Reading passage:
((

By Matt Law
Canada’s sporting history is synonymous with hockey and lacrosse … but cricket?
Sir John A. Macdonald once declared the game Canada’s first national sport – but cricket slowly drifted into the dusty corners of many Canadians’ memories.
This fall, however, students at Kwantlen Polytechnic University will bring cricket back into the spotlight.
While studying economics at Kwantlen, Monty Purewal found there were no organisations that interested him. He decided to bring his passion to the university. After some initial advertising and creating a Facebook group, 82 students signed up for the new cricket club. But lack of funds and few places to play slowed the progress of the club.
After recently being approved for $2,100 by the Kwantlen Student Association, the Kwantlen Polytechnic University Cricket Club has big plans for the future of the “gentleman’s” sport on campus. Purewal, who is president of KPUCC, hopes that cricket will be a helpful addition to students’ academic life.
“If you can do well in cricket you can do well in other aspects of life,” he said. “It teaches you how to be patient, it teaches you how when things don’t go your way stick through it.”
In recent years cricket has been gaining popularity. Twenty20 cricket, a form of the game that is much shorter and can be completed in around two hours, has drawn many people to the sport who previously steered clear of the daylong matches because they were too long.
Purewal was thrilled with the overwhelming response he had from students, but admits there have been some challenges to getting the club off the ground.
“The biggest problem for cricket is having a proper cricket field,” said Purewal
With only three cricket fields in Surrey, it can be hard to find those coveted places to practice, especially when other leagues with funding have already booked them.
Unlike a typical baseball diamond, a cricket field has a bare strip of dirt, called a pitch, that is 22 yards long and seven feet wide. This is where the bowler (like a pitcher in baseball) throws the ball – some of the world’s best bowlers can throw the ball close to 160 km an hour.
Finding equipment is another huge challenge. There are no retailers in the Lower Mainland that sell cricket gear and shipping can be very expensive. Having the money approved was a big step to overcoming these obstacles.
“I’m happy that we got that money so the next step would be for us to order the equipment as soon as we get the money,” he said.
The equipment will be the property of the KSA so all Kwantlen students will have an opportunity to participate.
Purewal’s vision for the club is for something much more than just another student organisation, however. He hopes it will help welcome international students to Kwantlen and give high school students a reason to choose to Kwantlen over other universities.
“It will be a good place where they can meet new people and they will have something that they are more familiar with and it will be good grounds for them to make friends,” he said.
Purewal also has plans to take cricket beyond Kwantlen. He hopes to establish an intercollegiate league by next year and has already talked to students at UBC, SFU and UFV.
“It’s like a religion to them,” he said,” even at UBC they’re not that organized but they still play cricket in parking lots. They get up at four or five a.m. in the morning and there’s no cars in the parking lot and they play cricket there.”
Purewal has had great response from students at other universities and his excitement is palpable. Bringing awareness to the club and getting more students involved is the top priority when classes resume in the fall. He suspects many more Kwantlen students and staff will become involved with the club as word gets out around campus.
The club has planned a beginner cricket clinic that will take place sometime after summer semester exams finish on Aug. 18. A student versus staff game has also been tentatively planned for Sept. 16.

))

Write out the passage of the cricket club article that begins at the words "Purewal also has" and stops after "out around campus.".

Entries shown:
((

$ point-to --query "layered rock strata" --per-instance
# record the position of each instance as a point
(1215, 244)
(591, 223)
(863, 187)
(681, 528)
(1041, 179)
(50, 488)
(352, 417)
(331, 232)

))
((

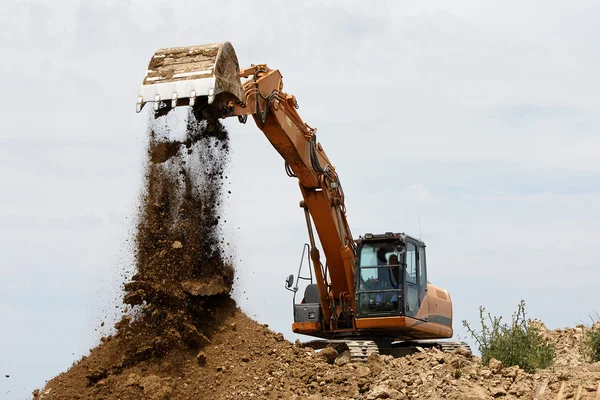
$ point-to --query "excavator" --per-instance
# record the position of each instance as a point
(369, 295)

))

Reply:
Purewal also has plans to take cricket beyond Kwantlen. He hopes to establish an intercollegiate league by next year and has already talked to students at UBC, SFU and UFV.
“It’s like a religion to them,” he said,” even at UBC they’re not that organized but they still play cricket in parking lots. They get up at four or five a.m. in the morning and there’s no cars in the parking lot and they play cricket there.”
Purewal has had great response from students at other universities and his excitement is palpable. Bringing awareness to the club and getting more students involved is the top priority when classes resume in the fall. He suspects many more Kwantlen students and staff will become involved with the club as word gets out around campus.